> Travail demandé: D'après le passage fourni, sur quel sujet portait l'interview de Judi Rever de novembre 2020 ?

> Passage fourni:
'''

Guckert énumère ensuite des cas selon lui rédhibitoires de « complotisme » ou « poutinophilie » : un édito sur la Syrie de Claude El Khal en 2018, une fausse information toujours en 2018 (l’affaire Tolbiac), une interview de Chouard en 2019, Alain Corvez invité en avril et mai 2018 (sur la Syrie), un édito d’Alexis Poulin en avril 2018 (sur l’affaire Skripal), une interview d’Olivier Berruyer en décembre 2021 (sur les menaces de guerre entre la Russie et l’Ukraine ; à noter que dans ses interventions ultérieures au Média, Berruyer n’a parlé que d’inflation et d’économie intérieure et pas du tout de la Russie), une interview de Jacques Sapir en mars 2022 (sur la guerre en Ukraine), une interview de Jacques Baud en septembre 2020 (sur les fake news), une interview de Michel Collon en avril 2019 (sur les « médiamensonges »), une interview de Judi Rever en novembre 2020 (sur le Rwanda).

'''

> Données fournies:
'''

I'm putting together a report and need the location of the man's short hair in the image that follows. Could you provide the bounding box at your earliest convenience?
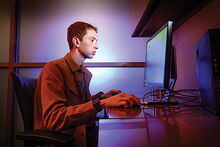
[67,21,98,50]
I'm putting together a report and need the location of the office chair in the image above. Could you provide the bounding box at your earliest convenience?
[11,72,74,147]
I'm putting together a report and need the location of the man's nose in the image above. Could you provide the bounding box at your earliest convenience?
[95,43,99,49]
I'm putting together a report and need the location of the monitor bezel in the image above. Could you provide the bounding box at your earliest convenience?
[144,21,173,89]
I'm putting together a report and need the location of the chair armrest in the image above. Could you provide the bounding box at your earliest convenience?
[16,129,74,145]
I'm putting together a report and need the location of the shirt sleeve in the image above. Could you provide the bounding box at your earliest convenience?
[40,64,97,131]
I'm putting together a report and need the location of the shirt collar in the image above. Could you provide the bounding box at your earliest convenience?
[64,53,88,73]
[64,53,80,72]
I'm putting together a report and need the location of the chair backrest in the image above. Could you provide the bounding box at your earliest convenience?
[11,73,37,130]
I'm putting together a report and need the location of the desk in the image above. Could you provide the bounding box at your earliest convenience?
[99,106,220,147]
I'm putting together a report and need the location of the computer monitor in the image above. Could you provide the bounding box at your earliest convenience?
[144,21,176,90]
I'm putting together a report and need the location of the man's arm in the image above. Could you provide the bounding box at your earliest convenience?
[37,64,97,130]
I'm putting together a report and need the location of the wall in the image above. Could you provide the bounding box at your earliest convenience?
[173,0,220,89]
[15,0,147,146]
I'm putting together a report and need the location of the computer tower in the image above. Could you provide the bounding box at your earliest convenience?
[196,29,220,115]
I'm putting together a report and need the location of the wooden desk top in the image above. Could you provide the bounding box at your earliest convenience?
[99,106,220,147]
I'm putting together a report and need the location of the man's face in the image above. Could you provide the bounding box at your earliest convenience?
[79,29,98,59]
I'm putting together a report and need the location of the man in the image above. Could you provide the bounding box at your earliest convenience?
[34,22,140,147]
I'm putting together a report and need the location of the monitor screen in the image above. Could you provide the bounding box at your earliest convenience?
[144,21,173,89]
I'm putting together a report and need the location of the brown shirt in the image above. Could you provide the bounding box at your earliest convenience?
[34,53,97,146]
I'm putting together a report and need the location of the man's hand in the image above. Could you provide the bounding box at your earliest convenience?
[100,93,141,108]
[101,90,121,99]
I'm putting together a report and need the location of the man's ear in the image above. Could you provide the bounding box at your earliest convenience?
[72,37,80,47]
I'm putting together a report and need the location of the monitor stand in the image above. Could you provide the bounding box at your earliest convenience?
[141,89,179,105]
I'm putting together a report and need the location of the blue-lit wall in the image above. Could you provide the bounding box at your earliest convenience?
[19,0,146,97]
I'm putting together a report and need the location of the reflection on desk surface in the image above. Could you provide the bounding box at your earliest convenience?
[99,106,220,147]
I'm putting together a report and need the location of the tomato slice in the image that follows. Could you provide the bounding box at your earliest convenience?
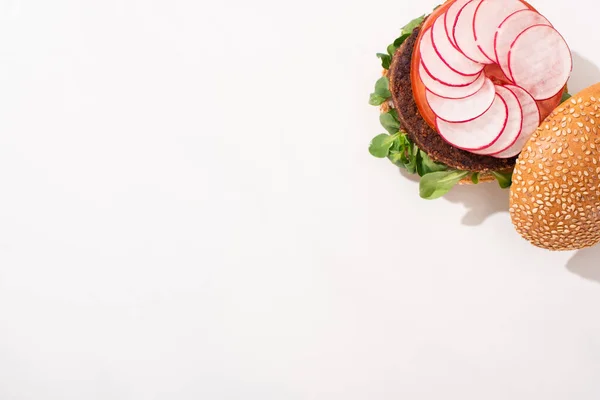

'''

> Résultat ci-dessous: Elle portait sur le Rwanda.